## INSTRUCTIONS FOR THE TASK
Whenever a line in the records below contains "shirt", pick it out.

## STORED DATA
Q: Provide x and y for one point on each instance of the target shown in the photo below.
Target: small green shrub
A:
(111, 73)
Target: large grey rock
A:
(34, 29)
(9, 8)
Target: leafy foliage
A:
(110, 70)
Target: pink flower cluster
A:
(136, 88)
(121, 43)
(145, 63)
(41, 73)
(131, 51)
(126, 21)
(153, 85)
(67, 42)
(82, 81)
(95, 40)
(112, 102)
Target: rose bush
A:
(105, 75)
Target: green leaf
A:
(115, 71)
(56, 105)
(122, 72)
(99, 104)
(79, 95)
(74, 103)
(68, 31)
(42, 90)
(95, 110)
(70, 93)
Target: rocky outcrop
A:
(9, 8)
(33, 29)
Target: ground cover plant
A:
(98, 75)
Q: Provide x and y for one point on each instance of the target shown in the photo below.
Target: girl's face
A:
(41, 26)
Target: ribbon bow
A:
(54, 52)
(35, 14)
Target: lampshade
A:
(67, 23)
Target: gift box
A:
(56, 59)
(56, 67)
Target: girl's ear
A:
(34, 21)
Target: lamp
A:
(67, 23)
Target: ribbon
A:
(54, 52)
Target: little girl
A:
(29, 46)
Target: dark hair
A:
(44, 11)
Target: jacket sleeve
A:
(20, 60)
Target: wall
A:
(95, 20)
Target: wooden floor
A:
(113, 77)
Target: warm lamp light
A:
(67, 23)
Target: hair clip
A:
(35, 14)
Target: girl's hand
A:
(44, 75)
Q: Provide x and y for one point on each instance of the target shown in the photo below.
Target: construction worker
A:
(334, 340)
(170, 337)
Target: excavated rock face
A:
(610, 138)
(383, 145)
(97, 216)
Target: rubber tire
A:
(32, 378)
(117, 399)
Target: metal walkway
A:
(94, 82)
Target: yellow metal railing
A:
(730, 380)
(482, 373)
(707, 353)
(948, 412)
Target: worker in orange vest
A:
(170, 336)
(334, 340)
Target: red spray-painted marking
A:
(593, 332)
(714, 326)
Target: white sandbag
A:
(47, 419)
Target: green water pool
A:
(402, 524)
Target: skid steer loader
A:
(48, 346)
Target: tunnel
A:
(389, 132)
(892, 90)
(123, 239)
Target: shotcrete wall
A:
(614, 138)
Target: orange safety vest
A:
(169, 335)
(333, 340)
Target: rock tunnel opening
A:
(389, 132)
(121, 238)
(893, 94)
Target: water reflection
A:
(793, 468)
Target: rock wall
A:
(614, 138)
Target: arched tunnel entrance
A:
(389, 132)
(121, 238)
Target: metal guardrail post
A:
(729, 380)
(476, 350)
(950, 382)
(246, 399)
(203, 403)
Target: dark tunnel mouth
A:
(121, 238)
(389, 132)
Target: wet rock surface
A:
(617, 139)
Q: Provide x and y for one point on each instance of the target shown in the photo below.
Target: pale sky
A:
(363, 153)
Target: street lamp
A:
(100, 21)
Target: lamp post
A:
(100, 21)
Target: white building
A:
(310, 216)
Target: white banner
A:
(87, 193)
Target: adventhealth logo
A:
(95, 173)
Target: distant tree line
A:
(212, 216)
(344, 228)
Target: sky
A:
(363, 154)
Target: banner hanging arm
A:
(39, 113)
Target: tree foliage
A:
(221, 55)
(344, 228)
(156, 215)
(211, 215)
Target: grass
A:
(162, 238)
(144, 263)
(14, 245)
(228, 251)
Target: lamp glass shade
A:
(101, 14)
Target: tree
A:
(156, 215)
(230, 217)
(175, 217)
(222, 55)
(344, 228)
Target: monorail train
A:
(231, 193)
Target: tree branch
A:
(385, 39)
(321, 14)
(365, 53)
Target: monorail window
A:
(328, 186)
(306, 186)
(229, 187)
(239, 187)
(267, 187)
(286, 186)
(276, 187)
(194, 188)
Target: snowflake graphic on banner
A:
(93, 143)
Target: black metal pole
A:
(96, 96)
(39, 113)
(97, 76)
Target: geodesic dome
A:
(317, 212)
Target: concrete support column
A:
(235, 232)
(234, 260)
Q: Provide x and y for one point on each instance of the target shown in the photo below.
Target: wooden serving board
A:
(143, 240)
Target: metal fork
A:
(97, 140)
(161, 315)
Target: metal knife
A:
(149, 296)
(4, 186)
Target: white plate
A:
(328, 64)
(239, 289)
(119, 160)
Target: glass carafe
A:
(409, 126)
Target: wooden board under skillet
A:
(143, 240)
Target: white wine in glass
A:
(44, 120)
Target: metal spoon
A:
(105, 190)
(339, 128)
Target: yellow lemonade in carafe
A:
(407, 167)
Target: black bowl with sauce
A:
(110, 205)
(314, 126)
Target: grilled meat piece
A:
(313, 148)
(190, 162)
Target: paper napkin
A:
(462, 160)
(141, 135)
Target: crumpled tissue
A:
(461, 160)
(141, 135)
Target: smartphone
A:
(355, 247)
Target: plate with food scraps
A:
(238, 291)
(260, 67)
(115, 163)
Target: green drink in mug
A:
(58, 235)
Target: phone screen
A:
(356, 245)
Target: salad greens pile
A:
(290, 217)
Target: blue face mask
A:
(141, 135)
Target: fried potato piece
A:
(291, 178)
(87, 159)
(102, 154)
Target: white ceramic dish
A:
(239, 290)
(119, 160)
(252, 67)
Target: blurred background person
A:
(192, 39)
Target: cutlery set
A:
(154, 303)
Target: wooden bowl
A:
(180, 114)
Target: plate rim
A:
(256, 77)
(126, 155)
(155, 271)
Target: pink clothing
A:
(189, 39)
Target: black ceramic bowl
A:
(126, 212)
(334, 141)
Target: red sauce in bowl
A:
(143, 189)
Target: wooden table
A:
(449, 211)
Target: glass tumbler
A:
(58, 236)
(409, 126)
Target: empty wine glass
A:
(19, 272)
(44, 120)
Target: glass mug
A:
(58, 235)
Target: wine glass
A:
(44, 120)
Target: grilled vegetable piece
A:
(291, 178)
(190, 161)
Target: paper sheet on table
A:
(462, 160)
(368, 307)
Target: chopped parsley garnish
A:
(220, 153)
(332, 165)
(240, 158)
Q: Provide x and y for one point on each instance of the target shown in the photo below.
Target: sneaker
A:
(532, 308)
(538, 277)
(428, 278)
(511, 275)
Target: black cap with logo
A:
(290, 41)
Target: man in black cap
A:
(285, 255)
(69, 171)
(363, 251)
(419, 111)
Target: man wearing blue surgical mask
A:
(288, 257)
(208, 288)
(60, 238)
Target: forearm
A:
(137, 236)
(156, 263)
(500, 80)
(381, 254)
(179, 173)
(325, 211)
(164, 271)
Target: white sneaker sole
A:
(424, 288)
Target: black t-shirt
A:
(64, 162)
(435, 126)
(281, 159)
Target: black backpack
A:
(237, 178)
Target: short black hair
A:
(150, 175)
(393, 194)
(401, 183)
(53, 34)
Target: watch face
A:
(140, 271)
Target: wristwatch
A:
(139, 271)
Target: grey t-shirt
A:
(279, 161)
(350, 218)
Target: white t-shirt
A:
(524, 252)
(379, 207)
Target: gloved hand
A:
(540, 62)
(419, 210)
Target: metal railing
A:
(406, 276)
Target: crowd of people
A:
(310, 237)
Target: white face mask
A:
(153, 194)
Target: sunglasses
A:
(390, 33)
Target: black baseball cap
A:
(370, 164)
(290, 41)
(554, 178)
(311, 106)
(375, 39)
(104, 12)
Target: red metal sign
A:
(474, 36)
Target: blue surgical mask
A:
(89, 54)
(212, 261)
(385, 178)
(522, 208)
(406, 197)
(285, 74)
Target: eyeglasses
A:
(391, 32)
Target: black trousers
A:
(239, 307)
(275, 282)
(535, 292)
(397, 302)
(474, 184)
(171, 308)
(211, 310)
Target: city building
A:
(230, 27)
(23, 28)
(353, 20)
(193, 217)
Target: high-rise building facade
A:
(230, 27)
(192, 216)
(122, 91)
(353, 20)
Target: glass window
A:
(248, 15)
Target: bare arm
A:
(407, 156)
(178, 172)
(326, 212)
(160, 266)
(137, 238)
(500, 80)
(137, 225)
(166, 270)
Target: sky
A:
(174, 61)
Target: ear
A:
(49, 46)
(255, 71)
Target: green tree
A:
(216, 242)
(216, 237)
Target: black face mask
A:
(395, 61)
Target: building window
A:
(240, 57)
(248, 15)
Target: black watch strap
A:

## ANSWER SPACE
Target: black t-shirt
Target: grey t-shirt
Target: white t-shirt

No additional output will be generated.